**Study text**
—————

5) Careless arithmetic and algebra slips
These mistakes are common because students focus on the method and assume the calculations will follow.
Frequent culprits
- sign errors when expanding brackets
- dividing incorrectly when rearranging equations
- copying numbers wrongly from the question
- premature rounding
- calculator bracket mistakes
How to avoid it
- estimate before calculating (your answer should “look right”)
- keep fractions and exact values until the final step
- check signs when moving terms across the equals sign
- re-check any answer that looks too big or too small
A-grade students are not perfect. They just catch errors more often before the examiner does.
6) Writing too much (and missing the point)
This is common in English, Humanities, and even Science explanations. Students think longer answers score higher, but examiners award marks for relevance and structure.
How it shows up
- long paragraphs with repeated ideas
- drifting into storytelling rather than answering the question
- no clear point-by-point structure
How to avoid it
- match your answer length to marks
- use a simple structure: Point → Evidence/Reason → Link back
- keep each paragraph focused on one idea
- stop once you’ve covered the required points
7) Weak exam technique in English
English papers can punish students who don’t follow the task format or who skip planning.
Common mistakes
- missing purpose and audience in directed writing
- weak paragraphing
- repeating the prompt instead of developing ideas
- running out of time due to no planning
- vague analysis in literature answers
How to avoid it
- spend 2–3 minutes planning
- write clear topic sentences
- stick to tone (formal, persuasive, informative)
- practise under timing and self-mark using band descriptors
8) Not using the mark scheme language in Sciences
Students often know the concept but use wording that isn’t creditworthy.
What this looks like
- using everyday terms instead of scientific terms
- writing explanations that are correct but too vague
- missing key words like “increase”, “decrease”, “because”, “leads to”
How to avoid it
- build a list of mark-scheme phrases per topic
- after marking a past paper, rewrite your answer in exam wording
- practise short, precise definitions
This is where IGCSE online tutoring can help, because a tutor can correct phrasing quickly and show what earns marks.
9) Skipping diagrams, labels, and units
Marks are often awarded for clear labelling and correct units, yet students forget them under pressure.

—————

**Prompt 1**
Reproduce the passage from the text on common exam mistakes word for word, starting at "What this looks" and ending at "them under pressure.".
**Prompt 2**
In the text on common exam mistakes, list every item named under "Frequent culprits" for careless arithmetic and algebra slips.
**Prompt 3**
Continue the text on common exam mistakes from its final sentence.

—————

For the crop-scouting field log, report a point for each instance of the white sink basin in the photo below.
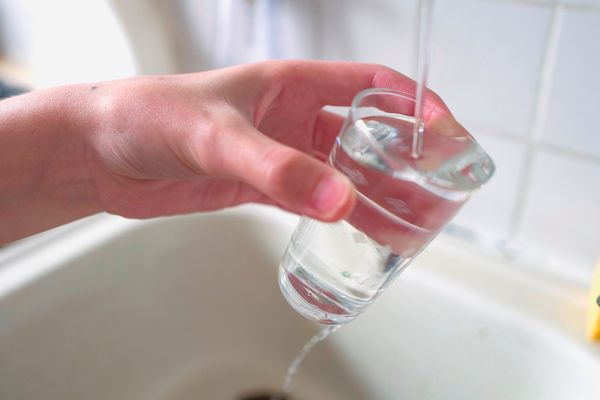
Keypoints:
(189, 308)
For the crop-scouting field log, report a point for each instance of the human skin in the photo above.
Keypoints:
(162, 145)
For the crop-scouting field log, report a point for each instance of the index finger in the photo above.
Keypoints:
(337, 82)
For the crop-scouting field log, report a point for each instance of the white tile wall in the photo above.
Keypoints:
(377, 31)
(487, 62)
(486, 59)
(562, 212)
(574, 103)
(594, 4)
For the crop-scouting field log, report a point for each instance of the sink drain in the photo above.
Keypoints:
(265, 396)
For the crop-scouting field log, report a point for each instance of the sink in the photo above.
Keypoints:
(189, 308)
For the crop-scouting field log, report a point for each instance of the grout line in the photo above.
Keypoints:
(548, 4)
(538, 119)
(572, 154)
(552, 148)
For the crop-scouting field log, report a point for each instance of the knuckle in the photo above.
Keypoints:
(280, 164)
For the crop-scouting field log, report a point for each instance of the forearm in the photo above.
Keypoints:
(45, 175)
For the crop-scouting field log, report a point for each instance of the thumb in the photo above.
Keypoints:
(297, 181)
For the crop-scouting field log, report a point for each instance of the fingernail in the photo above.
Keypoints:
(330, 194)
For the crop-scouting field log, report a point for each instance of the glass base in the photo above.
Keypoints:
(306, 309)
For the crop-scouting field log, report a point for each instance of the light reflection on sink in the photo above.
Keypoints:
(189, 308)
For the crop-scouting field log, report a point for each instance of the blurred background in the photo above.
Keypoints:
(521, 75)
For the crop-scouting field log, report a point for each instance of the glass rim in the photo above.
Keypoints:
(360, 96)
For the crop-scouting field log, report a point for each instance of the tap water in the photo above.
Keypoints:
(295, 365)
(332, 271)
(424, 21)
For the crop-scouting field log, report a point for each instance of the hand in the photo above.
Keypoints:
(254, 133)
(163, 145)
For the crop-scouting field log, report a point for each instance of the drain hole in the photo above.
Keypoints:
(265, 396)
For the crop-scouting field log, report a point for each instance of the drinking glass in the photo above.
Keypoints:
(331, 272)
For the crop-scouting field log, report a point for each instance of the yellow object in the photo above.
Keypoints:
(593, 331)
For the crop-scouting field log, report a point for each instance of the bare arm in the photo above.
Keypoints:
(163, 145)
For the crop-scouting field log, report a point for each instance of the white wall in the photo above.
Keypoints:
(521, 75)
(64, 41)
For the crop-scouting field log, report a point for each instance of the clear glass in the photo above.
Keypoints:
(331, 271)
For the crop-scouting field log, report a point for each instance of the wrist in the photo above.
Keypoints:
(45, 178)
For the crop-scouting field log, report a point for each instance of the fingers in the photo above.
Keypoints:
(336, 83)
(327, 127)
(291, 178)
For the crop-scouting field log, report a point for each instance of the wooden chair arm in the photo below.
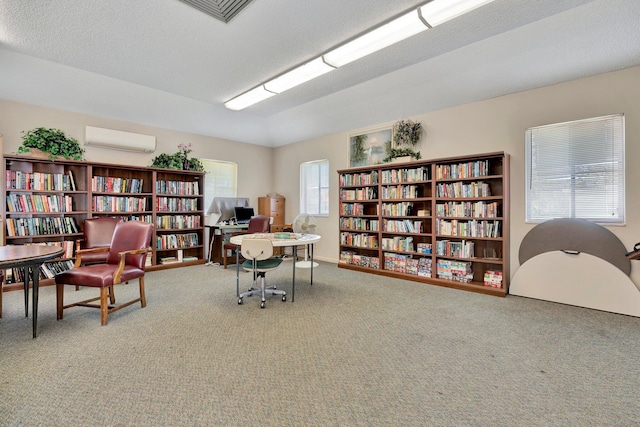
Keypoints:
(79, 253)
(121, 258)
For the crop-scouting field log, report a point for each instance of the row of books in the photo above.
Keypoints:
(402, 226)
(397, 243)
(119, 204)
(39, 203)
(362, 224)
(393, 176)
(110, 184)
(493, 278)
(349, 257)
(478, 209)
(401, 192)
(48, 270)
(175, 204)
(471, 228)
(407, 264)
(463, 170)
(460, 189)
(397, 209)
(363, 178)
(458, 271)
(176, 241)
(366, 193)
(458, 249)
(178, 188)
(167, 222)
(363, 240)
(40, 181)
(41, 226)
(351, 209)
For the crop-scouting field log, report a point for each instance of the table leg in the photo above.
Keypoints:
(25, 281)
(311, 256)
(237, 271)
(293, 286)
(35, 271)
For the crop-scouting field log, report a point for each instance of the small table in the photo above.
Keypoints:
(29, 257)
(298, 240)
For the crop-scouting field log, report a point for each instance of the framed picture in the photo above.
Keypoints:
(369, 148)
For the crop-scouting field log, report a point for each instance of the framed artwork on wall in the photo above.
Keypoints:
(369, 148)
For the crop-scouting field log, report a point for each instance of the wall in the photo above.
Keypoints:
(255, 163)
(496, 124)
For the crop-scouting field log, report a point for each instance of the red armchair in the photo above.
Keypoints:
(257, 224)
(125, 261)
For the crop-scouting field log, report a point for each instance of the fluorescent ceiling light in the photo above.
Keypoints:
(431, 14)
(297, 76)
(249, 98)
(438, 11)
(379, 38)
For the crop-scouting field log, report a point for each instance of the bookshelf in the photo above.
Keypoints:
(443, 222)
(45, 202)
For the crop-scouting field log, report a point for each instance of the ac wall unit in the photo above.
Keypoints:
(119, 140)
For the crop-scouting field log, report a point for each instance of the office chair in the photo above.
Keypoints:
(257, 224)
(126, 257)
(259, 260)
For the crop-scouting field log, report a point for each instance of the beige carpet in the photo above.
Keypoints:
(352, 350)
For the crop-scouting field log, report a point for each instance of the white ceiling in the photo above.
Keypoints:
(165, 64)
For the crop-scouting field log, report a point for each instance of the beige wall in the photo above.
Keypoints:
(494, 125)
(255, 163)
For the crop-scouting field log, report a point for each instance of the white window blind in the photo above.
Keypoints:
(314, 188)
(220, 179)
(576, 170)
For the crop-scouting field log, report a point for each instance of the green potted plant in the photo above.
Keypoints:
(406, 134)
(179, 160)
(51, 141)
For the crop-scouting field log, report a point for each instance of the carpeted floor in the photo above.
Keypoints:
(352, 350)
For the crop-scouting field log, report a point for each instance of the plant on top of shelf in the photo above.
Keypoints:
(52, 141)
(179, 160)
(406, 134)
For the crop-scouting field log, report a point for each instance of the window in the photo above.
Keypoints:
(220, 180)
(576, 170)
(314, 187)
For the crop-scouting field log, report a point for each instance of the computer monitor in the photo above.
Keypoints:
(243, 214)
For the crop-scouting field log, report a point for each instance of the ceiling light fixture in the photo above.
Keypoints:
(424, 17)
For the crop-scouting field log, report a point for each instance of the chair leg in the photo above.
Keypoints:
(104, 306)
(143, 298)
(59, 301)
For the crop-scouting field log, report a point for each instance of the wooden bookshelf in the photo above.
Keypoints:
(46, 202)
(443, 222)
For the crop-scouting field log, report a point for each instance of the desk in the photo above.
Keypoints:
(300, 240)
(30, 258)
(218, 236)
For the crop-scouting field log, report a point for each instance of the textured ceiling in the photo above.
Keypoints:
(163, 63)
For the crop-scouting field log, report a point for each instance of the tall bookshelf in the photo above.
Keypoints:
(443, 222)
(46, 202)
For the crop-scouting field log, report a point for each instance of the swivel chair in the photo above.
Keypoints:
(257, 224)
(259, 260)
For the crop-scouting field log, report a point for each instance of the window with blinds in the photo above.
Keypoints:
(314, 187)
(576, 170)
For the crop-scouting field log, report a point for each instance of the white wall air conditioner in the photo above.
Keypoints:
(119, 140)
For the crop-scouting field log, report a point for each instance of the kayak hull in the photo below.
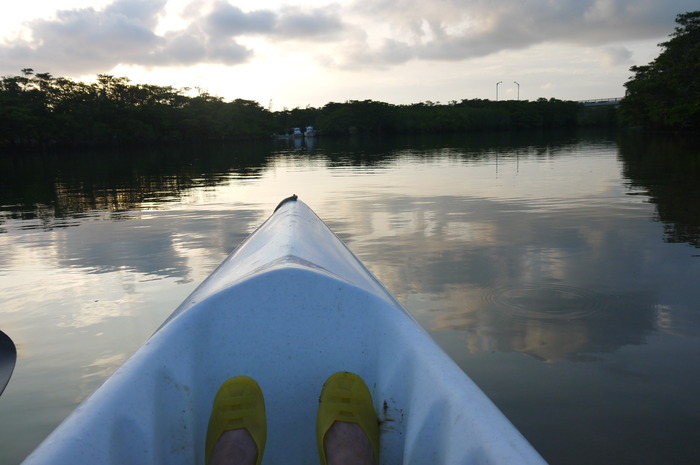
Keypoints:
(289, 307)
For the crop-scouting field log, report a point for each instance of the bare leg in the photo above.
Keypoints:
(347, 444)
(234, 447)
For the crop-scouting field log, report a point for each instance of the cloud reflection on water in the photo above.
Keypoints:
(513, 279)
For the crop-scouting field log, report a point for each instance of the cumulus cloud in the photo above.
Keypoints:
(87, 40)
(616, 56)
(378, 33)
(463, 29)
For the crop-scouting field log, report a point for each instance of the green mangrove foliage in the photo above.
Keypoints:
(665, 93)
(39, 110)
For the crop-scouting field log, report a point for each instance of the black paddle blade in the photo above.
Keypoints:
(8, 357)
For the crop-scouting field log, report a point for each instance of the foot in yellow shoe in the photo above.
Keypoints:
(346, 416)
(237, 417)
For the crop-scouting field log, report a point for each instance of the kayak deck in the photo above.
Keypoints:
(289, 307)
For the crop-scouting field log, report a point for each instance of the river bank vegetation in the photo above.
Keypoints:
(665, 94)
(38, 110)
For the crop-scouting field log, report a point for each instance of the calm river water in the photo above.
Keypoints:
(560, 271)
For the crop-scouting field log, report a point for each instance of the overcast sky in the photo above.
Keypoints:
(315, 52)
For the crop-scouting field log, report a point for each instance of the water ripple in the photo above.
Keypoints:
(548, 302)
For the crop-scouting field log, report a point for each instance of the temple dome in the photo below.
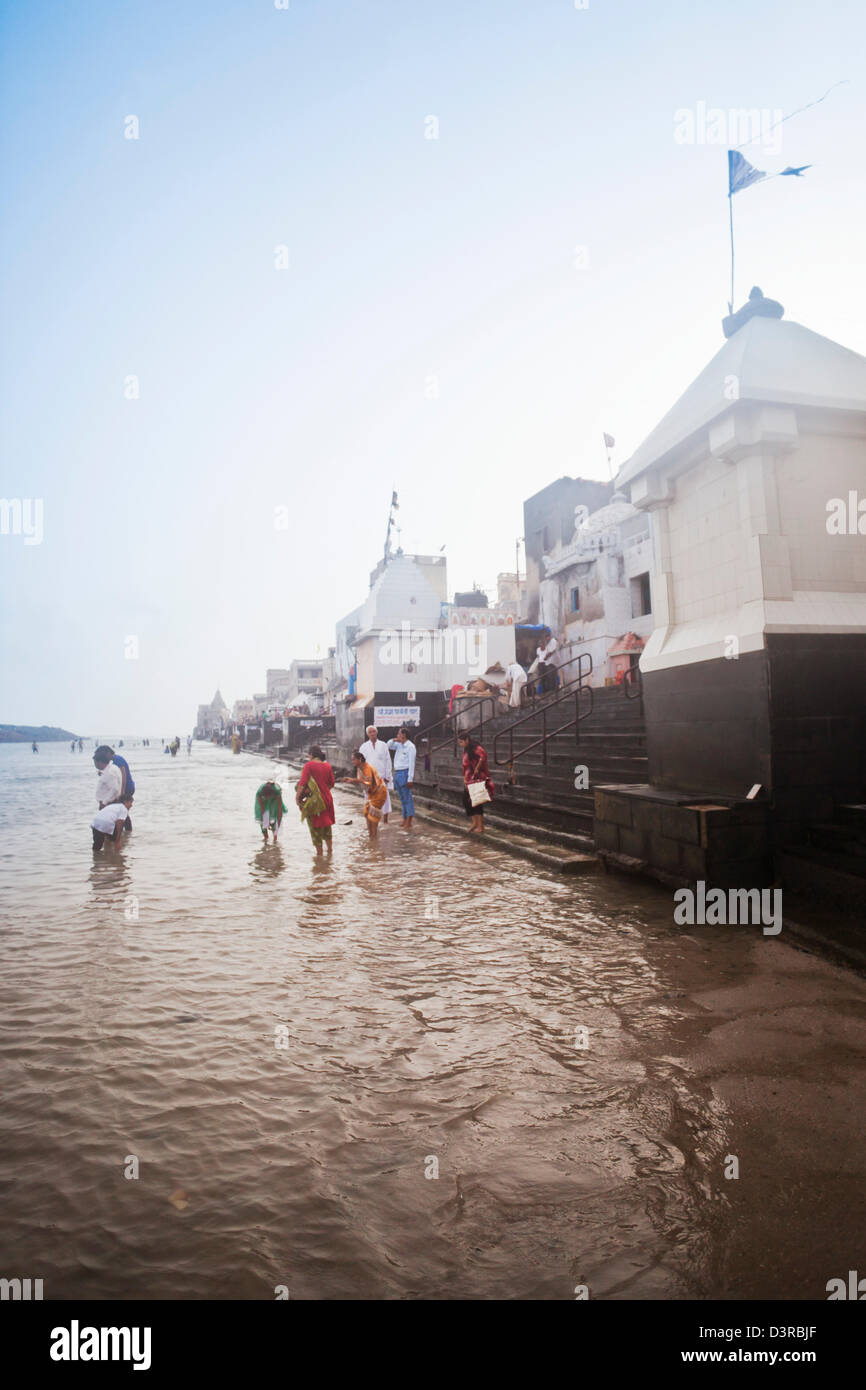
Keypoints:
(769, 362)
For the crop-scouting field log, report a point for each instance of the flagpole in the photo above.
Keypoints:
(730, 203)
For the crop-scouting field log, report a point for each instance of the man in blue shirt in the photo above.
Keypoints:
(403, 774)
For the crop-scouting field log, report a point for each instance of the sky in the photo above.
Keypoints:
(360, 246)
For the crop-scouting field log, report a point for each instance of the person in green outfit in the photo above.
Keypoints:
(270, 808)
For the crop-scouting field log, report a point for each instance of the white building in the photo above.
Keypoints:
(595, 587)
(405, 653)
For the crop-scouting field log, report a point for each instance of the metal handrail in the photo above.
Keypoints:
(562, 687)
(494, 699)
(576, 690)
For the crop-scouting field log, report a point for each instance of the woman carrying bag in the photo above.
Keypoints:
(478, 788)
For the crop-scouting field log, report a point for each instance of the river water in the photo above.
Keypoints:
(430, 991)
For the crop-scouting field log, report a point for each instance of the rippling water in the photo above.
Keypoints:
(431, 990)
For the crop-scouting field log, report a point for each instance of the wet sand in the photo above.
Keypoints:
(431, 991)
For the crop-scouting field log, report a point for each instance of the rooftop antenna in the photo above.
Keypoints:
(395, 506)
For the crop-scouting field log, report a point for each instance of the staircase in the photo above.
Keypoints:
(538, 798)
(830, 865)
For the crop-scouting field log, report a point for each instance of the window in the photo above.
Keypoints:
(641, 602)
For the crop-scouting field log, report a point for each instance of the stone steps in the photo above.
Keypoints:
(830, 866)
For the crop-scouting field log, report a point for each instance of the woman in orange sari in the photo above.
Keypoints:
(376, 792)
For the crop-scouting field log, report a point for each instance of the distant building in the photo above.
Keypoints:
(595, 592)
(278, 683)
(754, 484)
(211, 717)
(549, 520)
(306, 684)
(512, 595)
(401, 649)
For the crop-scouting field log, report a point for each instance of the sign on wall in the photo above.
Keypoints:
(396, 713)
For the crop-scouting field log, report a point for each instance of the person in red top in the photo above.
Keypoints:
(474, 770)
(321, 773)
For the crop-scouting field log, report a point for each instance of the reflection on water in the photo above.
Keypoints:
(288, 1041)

—————

**Response 1**
What this looks like
- using everyday terms instead of scientific terms
- writing explanations that are correct but too vague
- missing key words like “increase”, “decrease”, “because”, “leads to”
How to avoid it
- build a list of mark-scheme phrases per topic
- after marking a past paper, rewrite your answer in exam wording
- practise short, precise definitions
This is where IGCSE online tutoring can help, because a tutor can correct phrasing quickly and show what earns marks.
9) Skipping diagrams, labels, and units
Marks are often awarded for clear labelling and correct units, yet students forget them under pressure.

**Response 2**
- sign errors when expanding brackets
- dividing incorrectly when rearranging equations
- copying numbers wrongly from the question
- premature rounding
- calculator bracket mistakes

**Response 3**
How to avoid it
- in Biology: label diagrams neatly, use straight lines, correct terms
- in Physics: always write units, check conversions (cm to m, g to kg)
- in Chemistry: write state symbols only when required, balance equations properly
Make a personal checklist: labels, units, rounding, final statement.
10) Not checking answers properly
Many students finish and sit quietly, or they “check” by staring at the page. Checking needs a method.
How to avoid it
Use a 5-minute checking routine:
- re-read every question quickly to confirm you answered what was asked
- check calculations where you used many steps
- confirm units and significant figures
- scan for missed sub-parts (a), (b), (c)
Even one corrected error can shift your grade.
11) Practising papers without fixing mistakes
This is the silent reason some students do many papers but don’t improve.
How to avoid it
Use a simple loop:
- timed attempt
- strict marking
- Error Log entry
- redo wrong questions
- do 5–10 similar questions
- retest after 2–3 days
That last step (retest) is where the score jump happens.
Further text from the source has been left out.